▶ _WORK TO BE COMPLETED_
Output every entry exactly, from the first line to the last.
start INPUT MATERIAL
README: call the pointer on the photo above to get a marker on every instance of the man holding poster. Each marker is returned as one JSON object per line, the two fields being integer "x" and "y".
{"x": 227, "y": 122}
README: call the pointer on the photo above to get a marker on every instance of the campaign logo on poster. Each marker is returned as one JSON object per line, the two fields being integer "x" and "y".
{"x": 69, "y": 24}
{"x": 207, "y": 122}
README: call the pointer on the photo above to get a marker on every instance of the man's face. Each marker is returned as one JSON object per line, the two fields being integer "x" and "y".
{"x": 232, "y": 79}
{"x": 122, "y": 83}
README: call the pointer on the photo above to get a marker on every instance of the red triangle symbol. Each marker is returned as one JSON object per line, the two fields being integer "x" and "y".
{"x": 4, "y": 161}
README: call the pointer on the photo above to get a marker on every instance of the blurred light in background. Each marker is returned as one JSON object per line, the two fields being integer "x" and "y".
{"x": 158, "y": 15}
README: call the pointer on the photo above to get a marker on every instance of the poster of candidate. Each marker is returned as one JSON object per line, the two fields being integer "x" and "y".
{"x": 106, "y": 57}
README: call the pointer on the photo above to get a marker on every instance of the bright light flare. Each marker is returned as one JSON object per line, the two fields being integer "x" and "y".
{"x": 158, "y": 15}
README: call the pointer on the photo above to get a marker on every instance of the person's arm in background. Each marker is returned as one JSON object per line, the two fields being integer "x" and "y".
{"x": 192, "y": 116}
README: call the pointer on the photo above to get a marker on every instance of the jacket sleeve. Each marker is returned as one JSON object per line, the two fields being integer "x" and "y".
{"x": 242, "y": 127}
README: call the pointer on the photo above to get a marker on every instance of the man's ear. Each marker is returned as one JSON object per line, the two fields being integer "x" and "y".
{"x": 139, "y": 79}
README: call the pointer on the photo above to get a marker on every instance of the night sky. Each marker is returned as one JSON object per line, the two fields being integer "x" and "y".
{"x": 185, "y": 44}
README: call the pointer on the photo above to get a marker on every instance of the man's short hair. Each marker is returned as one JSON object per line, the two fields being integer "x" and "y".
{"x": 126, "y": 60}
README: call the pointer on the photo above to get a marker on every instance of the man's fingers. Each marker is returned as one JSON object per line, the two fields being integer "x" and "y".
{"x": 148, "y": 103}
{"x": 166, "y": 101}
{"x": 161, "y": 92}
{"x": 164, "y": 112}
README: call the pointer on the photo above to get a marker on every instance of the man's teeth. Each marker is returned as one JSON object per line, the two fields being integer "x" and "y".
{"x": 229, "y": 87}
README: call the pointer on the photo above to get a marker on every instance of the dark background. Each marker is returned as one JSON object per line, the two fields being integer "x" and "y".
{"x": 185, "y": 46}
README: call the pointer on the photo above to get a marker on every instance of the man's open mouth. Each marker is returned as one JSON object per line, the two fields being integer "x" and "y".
end INPUT MATERIAL
▶ _COMPLETE OUTPUT_
README: call the pointer on the photo above to get a marker on every instance of the man holding poster. Each marker is returned as one JSON object per line, the two fields being integer "x" and "y".
{"x": 227, "y": 122}
README: call the pointer on the photo above to get a marker on every instance of the campaign logo on poster. Each marker is returned as one JSON object per line, the two fields being integer "x" and "y".
{"x": 69, "y": 24}
{"x": 207, "y": 122}
README: call the pointer on the photo above to get a marker on every instance of the man's face. Each marker is returned as one JSON object per line, the two fields being integer "x" and "y".
{"x": 232, "y": 79}
{"x": 122, "y": 83}
README: call the pointer on the photo above to get a marker on every instance of the red triangle symbol. Each marker is returned as one JSON object per line, the two fields being integer "x" and "y".
{"x": 4, "y": 161}
README: call the pointer on the photo above to get a marker on every instance of the blurred light in background. Each marker is returned as one JSON object per line, the two fields being integer "x" and "y".
{"x": 158, "y": 15}
README: call the pointer on the photo above to get a marker on every instance of the poster of candidate. Each marker is returned as one JSON object per line, the two fields being integer "x" and "y".
{"x": 106, "y": 57}
README: call the pointer on the photo above to get a marker on every instance of the bright light flare. Each marker is returned as one JSON object per line, the two fields being integer "x" and "y".
{"x": 158, "y": 15}
README: call the pointer on the photo above to get a marker on every instance of the person's arm in background. Each marker is returned as one JSON object per line, the two fields being integer "x" and "y".
{"x": 192, "y": 116}
README: call the pointer on the photo above to get a marker on every instance of the jacket sleeve. Each marker is returned as one JSON object per line, the two fields being integer "x" and "y".
{"x": 242, "y": 127}
README: call the pointer on the photo above to get a marker on every instance of the man's ear. Each marker is returned as one JSON object per line, the two fields being integer "x" and "y".
{"x": 139, "y": 79}
README: call the pointer on the photo above to get a marker on every instance of the night sky. Each marker is returned as one JSON object per line, the two fields being integer "x" and "y".
{"x": 185, "y": 44}
README: call the pointer on the photo above to get a marker on every instance of the man's short hair. Each marker is returned as one JSON object per line, the two fields being integer "x" and "y".
{"x": 126, "y": 60}
README: call the pointer on the photo above to get a marker on every instance of the man's fingers. Each marker is returned as one JSON object per line, the two fields being integer "x" and "y".
{"x": 148, "y": 103}
{"x": 166, "y": 101}
{"x": 161, "y": 92}
{"x": 164, "y": 112}
README: call the pointer on the photo above to get a marker on every instance of the man's teeth. Each marker is returned as one JSON object per line, the two fields being integer "x" and "y".
{"x": 229, "y": 87}
README: call the pointer on the photo above to get a marker on every instance of the dark background. Each marker is returned as one JSON object per line, the two fields being integer "x" and "y".
{"x": 185, "y": 46}
README: call the pointer on the photo above to get a marker on every instance of the man's open mouth. Each marker is returned as one JSON object per line, the two fields being integer "x" and "y".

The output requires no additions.